Records:
══════════

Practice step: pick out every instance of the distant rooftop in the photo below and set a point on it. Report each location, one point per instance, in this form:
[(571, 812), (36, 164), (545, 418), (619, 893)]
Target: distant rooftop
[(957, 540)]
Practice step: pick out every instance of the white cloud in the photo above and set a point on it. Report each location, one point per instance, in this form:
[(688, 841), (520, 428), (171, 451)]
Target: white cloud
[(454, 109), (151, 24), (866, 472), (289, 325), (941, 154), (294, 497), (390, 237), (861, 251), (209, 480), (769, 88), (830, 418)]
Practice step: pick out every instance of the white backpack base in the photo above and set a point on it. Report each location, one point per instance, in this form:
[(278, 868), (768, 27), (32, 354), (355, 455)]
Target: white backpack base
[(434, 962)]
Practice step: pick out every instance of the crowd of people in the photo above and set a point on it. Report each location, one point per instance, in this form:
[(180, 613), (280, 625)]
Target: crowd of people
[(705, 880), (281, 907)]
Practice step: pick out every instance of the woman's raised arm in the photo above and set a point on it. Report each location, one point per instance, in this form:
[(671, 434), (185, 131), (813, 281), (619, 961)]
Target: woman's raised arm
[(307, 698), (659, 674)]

══════════

Request:
Transcribe every entry word for word.

Result for this exercise:
Practice step: pick out every instance of the distant rooftop in the photo below and set a point on it. Report each location, one point per instance, in this form:
[(571, 812), (36, 164), (545, 418), (619, 893)]
Target: distant rooftop
[(957, 540)]
Practice step: pick out every instance of the white cloud in the photo above and set a point on it. Report each location, one point per instance, in this form:
[(688, 841), (520, 428), (171, 451)]
Target: white cloud
[(454, 109), (151, 24), (866, 472), (289, 325), (941, 154), (294, 497), (390, 237), (861, 251), (209, 480), (769, 88), (830, 418)]
Practice step: pick out every instance of the white backpack base in the photo above and set a point on it. Report each location, one point per instance, in this form:
[(278, 868), (768, 27), (32, 354), (355, 455)]
Target: white backpack base
[(434, 962)]
Practice step: pick out every instance of the crowd of people in the photo above and set a point on it. Report each location, one point per instance, in this form:
[(180, 613), (280, 625)]
Target: crowd of people
[(705, 880), (281, 907)]
Practice step: pick out every instance of the woman's raised arm in the photo above and set a point on it. Report each location, one point per instance, in this form:
[(671, 434), (185, 131), (813, 281), (619, 961)]
Target: woman's raised arm
[(307, 698), (659, 674)]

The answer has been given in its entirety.